TASK INSTRUCTIONS:
Each entry has to be copied exactly, with nothing missed.

ROWS:
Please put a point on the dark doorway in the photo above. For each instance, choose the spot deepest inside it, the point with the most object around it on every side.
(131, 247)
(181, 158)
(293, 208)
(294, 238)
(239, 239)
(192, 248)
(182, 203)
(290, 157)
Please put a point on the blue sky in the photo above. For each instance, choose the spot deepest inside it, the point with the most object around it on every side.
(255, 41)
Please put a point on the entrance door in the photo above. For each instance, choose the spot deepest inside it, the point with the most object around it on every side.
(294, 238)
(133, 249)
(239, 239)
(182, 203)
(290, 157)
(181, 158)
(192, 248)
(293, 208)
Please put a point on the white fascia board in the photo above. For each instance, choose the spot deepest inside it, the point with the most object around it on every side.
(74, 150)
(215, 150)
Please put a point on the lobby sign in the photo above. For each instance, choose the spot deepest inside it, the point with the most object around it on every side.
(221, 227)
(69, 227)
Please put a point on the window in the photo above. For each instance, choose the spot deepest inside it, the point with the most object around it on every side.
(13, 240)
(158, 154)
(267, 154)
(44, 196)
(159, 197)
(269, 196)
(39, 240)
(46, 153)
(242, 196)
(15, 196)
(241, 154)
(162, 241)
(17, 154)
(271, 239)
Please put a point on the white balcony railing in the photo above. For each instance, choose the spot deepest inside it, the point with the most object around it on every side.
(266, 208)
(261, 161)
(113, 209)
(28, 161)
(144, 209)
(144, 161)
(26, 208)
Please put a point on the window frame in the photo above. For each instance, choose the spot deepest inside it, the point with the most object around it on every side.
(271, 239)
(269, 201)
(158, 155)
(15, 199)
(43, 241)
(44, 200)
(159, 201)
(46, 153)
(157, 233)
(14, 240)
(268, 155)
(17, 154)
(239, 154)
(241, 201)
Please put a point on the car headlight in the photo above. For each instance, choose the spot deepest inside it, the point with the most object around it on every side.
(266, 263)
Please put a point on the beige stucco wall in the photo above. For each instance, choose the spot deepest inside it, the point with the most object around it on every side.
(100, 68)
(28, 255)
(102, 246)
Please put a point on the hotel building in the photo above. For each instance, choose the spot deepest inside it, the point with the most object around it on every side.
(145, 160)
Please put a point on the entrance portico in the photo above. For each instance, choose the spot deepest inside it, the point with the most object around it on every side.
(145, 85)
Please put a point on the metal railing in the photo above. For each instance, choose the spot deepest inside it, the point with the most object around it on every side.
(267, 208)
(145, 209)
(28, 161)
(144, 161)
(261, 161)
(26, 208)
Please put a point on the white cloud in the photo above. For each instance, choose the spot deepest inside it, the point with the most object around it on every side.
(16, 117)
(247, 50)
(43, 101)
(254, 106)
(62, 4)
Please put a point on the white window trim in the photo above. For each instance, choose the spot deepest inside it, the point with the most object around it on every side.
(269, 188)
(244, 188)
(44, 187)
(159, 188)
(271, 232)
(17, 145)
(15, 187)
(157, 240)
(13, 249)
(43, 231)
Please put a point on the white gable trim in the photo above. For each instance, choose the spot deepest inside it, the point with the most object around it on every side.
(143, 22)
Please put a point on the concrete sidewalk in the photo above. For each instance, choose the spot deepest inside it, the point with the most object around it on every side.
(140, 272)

TASK OUTPUT:
Please put a point on the dark doorway in the photo above. For each instance, choose the spot deepest inside it, the point with the most object around it on every side.
(131, 247)
(181, 158)
(293, 208)
(294, 238)
(239, 239)
(192, 248)
(182, 203)
(290, 157)
Please put a point on the blue sky in the photo above. For each instance, choose the spot deepest inside it, the point with the most object around it on every side.
(255, 41)
Please put a point on the entrance door in the photo above. For each instance, choose the spot deepest inside it, the point with the most object around it on every side.
(294, 238)
(133, 249)
(239, 239)
(182, 203)
(290, 157)
(181, 158)
(192, 248)
(293, 208)
Please put a point on the white fascia board in the photo above. For each instance, choose the spot deepest inside it, the point with the most object around it on every side.
(74, 150)
(215, 150)
Please put a point on the lobby sign in the photo above. For each instance, choose the spot deepest inside it, the point with the most object around it on every side.
(221, 227)
(69, 227)
Please put a point on the window in the photo above. For each instance, choose the spot deepest inside it, the point with the most object around it on every side.
(13, 240)
(158, 154)
(267, 154)
(44, 196)
(159, 197)
(269, 196)
(39, 240)
(46, 153)
(242, 196)
(15, 196)
(241, 154)
(162, 241)
(17, 154)
(271, 239)
Please put a point on the white balcony railing in the photo above. For each instance, choose the spot deepest inside it, the point with the most object around it on every side.
(266, 208)
(261, 161)
(113, 209)
(28, 161)
(144, 209)
(144, 161)
(26, 208)
Please put a point on the window frame in the photo above. For each instance, choose the spot deepest inside it, the point with the most object around it on every side.
(271, 239)
(269, 201)
(158, 155)
(15, 199)
(43, 241)
(44, 200)
(159, 201)
(46, 153)
(157, 233)
(14, 240)
(268, 155)
(17, 154)
(239, 154)
(241, 201)
Please put a point on the car headlight in the photo above. For each instance, choose the spot deepest inside it, the point with the most object around it on every side.
(266, 263)
Please put a point on the beige stucco wall in the photo above. For each instance, choose the spot deepest inside it, the point with the most object around it on every side.
(100, 68)
(28, 255)
(102, 246)
Please put a point on the hotel building in the photo above. For each instance, choose the spot deepest inside it, the point with the most object around it on every side.
(145, 160)
Please put a point on the entrance portico in the photo above. For each instance, choose the spot deepest inside it, the point with the most object around it on every side.
(145, 85)
Please put a point on the metal railing in the photo above. For each instance, choose the spot deepest inside it, the point with the most object around it on every side.
(267, 208)
(145, 209)
(28, 161)
(144, 161)
(261, 161)
(26, 208)
Please put a point on the white cloud in the photo above. For each instance, choose the spot deepest inside it, the point with the most object around it on every side.
(16, 117)
(247, 50)
(43, 101)
(254, 106)
(62, 4)
Please put a point on the white window trim in the photo above. For each instance, choose the spot deepest inside it, the point with the most object around it on every side.
(269, 188)
(244, 188)
(44, 187)
(159, 188)
(271, 232)
(17, 145)
(15, 187)
(157, 240)
(13, 249)
(43, 231)
Please put a point on the white gable trim in the photo above. For each instance, choose the spot deepest inside it, the point with the most object around it on every side.
(143, 22)
Please put a point on the concrete sidewalk in the photo above. For each instance, choose the spot deepest inside it, the point with the most object around it on every side.
(140, 272)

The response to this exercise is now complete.